* 記事 *
==========

水と共に生きる暮らし【 山水がひいてあるということ 】~家庭に届く湧水~
各家庭には 山水がひいてある という山奥の田舎暮らしのライフスタイルについて紹介したいと思います。
目次
山水がひいてあるということ
山水(やまみず)とは山から流れ出る水のことです。
山には水が湧き出る水源があり、そこから絶え間なく水が流れ出ています。
始めは小さい水源でも、いつくもの支流が谷の形に沿って集まってくると、やがて大きな一本の川を形成するようになります。
河川のもとをたどれば、水源となるいくつもの小さな支流が毛細血管のように張りめぐらされている訳なんですね。
この支流のことをぼくらは山水と呼んでいます。
この山水は田舎暮らしにとって重要な役割を果たしてくれています。
畑の水やり、田んぼの用水、補助的な生活用水など。
(ちなみに、上・下水道はちゃんと整備されていますので、この水だけで生活しているわけではありません)

==========

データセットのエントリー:
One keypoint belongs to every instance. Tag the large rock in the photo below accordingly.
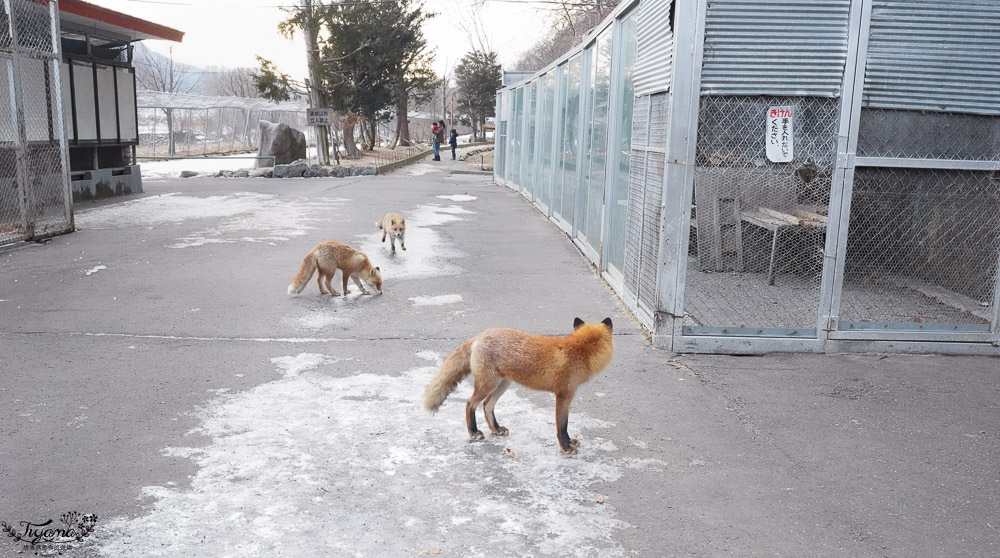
(294, 170)
(316, 170)
(284, 143)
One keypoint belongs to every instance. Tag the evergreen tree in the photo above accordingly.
(479, 76)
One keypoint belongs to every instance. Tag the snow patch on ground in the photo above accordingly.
(436, 300)
(239, 217)
(327, 461)
(426, 254)
(158, 170)
(319, 319)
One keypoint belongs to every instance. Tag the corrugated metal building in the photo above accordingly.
(784, 175)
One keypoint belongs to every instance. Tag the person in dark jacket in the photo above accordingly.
(437, 138)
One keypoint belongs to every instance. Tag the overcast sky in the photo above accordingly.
(232, 32)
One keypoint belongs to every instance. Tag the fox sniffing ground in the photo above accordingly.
(394, 227)
(327, 258)
(496, 357)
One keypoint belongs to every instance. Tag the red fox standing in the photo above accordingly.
(328, 257)
(495, 357)
(395, 227)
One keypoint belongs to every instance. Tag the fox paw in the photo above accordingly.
(572, 450)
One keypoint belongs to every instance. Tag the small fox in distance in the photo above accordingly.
(496, 357)
(327, 258)
(394, 227)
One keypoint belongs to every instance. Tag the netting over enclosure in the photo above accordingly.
(180, 125)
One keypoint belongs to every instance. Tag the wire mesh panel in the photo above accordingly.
(928, 135)
(758, 225)
(922, 249)
(34, 183)
(12, 201)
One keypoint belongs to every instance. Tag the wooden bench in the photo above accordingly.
(780, 221)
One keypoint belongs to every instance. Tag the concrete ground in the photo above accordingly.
(154, 372)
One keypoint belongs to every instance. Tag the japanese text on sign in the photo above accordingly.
(779, 134)
(319, 117)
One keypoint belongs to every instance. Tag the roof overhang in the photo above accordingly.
(80, 17)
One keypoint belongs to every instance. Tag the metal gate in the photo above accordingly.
(846, 179)
(35, 191)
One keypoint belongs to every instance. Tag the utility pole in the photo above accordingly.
(311, 31)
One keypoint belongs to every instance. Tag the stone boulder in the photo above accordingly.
(284, 143)
(316, 171)
(293, 170)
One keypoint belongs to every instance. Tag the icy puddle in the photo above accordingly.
(426, 254)
(240, 217)
(315, 465)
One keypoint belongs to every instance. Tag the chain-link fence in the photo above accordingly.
(759, 226)
(34, 183)
(922, 248)
(178, 125)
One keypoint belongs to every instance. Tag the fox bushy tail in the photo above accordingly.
(303, 276)
(455, 368)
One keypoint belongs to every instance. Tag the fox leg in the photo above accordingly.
(357, 282)
(482, 389)
(566, 444)
(329, 287)
(344, 276)
(319, 282)
(490, 403)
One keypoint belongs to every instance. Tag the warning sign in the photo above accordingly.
(779, 134)
(319, 117)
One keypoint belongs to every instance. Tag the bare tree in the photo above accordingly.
(572, 21)
(231, 82)
(155, 72)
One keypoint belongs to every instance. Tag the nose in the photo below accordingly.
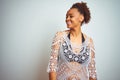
(67, 18)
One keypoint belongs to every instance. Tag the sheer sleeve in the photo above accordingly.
(52, 66)
(91, 66)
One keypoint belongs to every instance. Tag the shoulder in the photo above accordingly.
(61, 33)
(88, 38)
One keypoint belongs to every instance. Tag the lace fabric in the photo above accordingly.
(71, 70)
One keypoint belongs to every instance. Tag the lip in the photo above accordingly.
(68, 22)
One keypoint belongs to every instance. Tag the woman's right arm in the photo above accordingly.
(52, 67)
(52, 75)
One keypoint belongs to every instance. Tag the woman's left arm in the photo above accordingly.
(91, 66)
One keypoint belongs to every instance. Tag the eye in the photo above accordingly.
(71, 16)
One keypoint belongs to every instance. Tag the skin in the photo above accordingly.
(73, 21)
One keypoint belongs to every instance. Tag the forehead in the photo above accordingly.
(72, 11)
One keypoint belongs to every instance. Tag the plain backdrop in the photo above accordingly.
(27, 28)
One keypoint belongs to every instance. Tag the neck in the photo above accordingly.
(76, 31)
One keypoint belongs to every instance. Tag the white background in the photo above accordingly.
(28, 26)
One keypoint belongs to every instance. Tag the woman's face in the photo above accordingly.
(73, 18)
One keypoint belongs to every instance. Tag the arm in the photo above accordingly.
(52, 67)
(91, 66)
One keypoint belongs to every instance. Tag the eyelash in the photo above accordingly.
(70, 16)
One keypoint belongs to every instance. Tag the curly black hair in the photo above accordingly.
(83, 9)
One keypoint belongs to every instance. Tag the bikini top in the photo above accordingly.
(70, 56)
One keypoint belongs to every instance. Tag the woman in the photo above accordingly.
(73, 55)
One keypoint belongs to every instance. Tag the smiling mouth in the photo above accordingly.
(68, 22)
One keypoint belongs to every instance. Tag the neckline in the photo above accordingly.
(83, 39)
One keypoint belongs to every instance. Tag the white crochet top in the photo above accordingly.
(71, 61)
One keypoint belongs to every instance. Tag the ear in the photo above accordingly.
(81, 18)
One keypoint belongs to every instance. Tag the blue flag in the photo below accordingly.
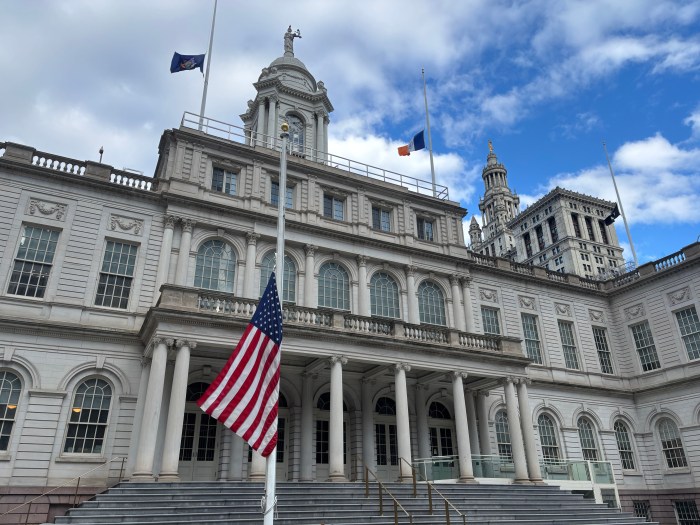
(186, 62)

==========

* 小問 *
山水についての記事の「河川のもとをたどれば、水源と」から「しているわけではありません)」までの部分を、「田舎暮らし」を「山里の暮らし」に差し替えて書き直すとどうなりますか？

* 解答例 *
河川のもとをたどれば、水源となるいくつもの小さな支流が毛細血管のように張りめぐらされている訳なんですね。
この支流のことをぼくらは山水と呼んでいます。
この山水は山里の暮らしにとって重要な役割を果たしてくれています。
畑の水やり、田んぼの用水、補助的な生活用水など。
(ちなみに、上・下水道はちゃんと整備されていますので、この水だけで生活しているわけではありません)